Como o programa do governo federal terceiriza às prefeituras as atribuições de fiscalização da titulação, o processo em Alto Alegre caberá a um pecuarista acusado de explorar a mão de obra de 12 trabalhadores. O caso aconteceu em 2005, na Fazenda Piçarreiras, porém, começou a tramitar em abril de 2013. A ação penal foi retomada em 2017 pelo Tribunal Regional Federal da 1º Região (TRF-1).

Na propriedade, Fufuca e seus aliados costumam realizar reuniões políticas. E nem sempre elas são pacíficas. Blogueiros maranhenses contaram que um desses encontros, em 2016, acabou em tiroteio. A briga teria ocorrido entre filiados ao Partido Progressista.

Influência do clã Fufuca vai de Cunha a Dino

Essa é a quarta vez que o fazendeiro administra o município, um dos mais pobres do estado. Ele esteve à frente do cargo em 1997-2000, 2991-2004 e 2017-2020. O atual mandato termina em 2024. Apenas outros dois políticos assumiram o Executivo municipal na história.

A cidade de 32 mil habitantes e 26 anos possui um Índice de Desenvolvimento Humano (IDH) de 0,542, considerado baixo pela Organização das Nações Unidas (ONU), e uma economia baseada na agricultura.

Fufuca é pai do ex-secretário do Meio Ambiente no governo de Flávio Dino (PCdoB), o engenheiro ambiental Rafael Carvalho Ribeiro, e do deputado federal André Fufuca (PP-MA), o Fufuquinha, que ficou conhecido nacionalmente após presidir a Câmara dos Deputados por alguns dias durante viagem do então presidente Rodrigo Maia (DEM-RJ).

Deputado Federal André Fufuca, o “Fufuqinha”. Foto: Agência Senado

Fufuquinha é amigo pessoal de Eduardo Cunha e votou contra a cassação do ex-deputado no Conselho de Ética da Casa. A família também tem ligação com os Sarney. O patriarca foi secretário de Minas e Energia durante a gestão de Roseana.

O clã é visto como dono da cidade. Para se ter uma ideia, em fevereiro de 2020, Dino inaugurou, ao lado dos “Fufucas”, o Estádio Municipal de Alto Alegre do Pindaré. O nome não podia ser mais apropriado: Francisco Dantas Ribeiro, o Fufucão. O local tem 30 mil metros quadrados de área e campo com metragem oficial no padrão Fifa.

Dos R$ 450 mil em bens que Fufuca declarou no ano passado, R$ 35 mil correspondem a uma fazenda de 1.000 hectares, localizada no povoado Sapucaia, e R$ 25 mil são de 25 hectares no povoado Bacuri. Mais da metade de seu patrimônio, R$ 250 mil, está guardada em espécie. Curiosamente, a lista é maior do que a da eleição anterior, quando ele declarou R$ 535 mil, incluindo outra gleba, de 300 hectares, no povoado Barraca do Sal.

(EXERCÍCIO ESCRITO):
Dê continuidade à reportagem acima sobre o clã Fufuca em Alto Alegre do Pindaré, começando logo após a última frase apresentada.

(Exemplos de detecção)

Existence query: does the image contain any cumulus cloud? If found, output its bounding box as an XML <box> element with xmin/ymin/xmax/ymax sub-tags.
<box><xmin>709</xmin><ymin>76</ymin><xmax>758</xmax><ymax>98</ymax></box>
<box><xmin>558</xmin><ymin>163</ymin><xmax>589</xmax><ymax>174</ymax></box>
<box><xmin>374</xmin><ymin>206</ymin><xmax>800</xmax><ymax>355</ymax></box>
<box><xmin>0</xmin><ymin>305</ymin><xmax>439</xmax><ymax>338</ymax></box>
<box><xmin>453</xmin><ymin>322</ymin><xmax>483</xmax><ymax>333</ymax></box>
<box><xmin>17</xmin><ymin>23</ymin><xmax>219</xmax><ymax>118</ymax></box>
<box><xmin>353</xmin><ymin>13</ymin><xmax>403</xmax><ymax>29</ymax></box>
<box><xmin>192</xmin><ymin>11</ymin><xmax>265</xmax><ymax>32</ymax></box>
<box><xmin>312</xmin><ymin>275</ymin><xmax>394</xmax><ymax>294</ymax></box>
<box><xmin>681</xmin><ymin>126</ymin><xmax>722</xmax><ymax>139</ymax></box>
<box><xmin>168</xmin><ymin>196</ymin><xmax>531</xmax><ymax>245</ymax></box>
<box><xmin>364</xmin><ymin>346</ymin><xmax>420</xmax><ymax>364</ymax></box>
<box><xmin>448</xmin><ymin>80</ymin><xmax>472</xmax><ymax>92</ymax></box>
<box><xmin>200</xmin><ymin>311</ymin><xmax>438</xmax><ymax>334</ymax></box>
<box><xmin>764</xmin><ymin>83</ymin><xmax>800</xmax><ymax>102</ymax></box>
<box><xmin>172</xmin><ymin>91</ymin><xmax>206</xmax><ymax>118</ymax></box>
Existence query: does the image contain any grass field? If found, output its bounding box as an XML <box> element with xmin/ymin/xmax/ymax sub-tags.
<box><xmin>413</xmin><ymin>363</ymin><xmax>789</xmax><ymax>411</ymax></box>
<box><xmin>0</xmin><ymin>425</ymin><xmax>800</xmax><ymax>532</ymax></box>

(RESULTADO DO EXERCÍCIO):
Fufuquinha não especificou os bens. Em 2018, ele informou R$ 681 mil ao Tribunal Superior Eleitoral (TSE), sendo R$ 120 mil em dois terrenos e R$ 105 mil em outros bens e direitos. Pai e filho possuem patrimônios maiores que o Produto Interno Bruto (PIB) do município, que é de R$ 134 mil, segundo cálculos de 2008 do Instituto Brasileiro de Geografia e Estatística (IBGE).

Genocídio dos Guajajara

No município de Amarante do Maranhão, na Amazônia maranhense, o prefeito eleito possui nada menos que dez propriedades rurais, além de 1.463 cabeças de gado. Valderly Gomes Miranda, o Vanderly do Comércio (Patriotas-MA), informou ao TSE um patrimônio de R$ 4,3 milhões, quinze vezes maior que o PIB do município, de R$ 285 mil. Assim como em Alto Alegre do Pindaré, o IDH da cidade é baixo: 0,555.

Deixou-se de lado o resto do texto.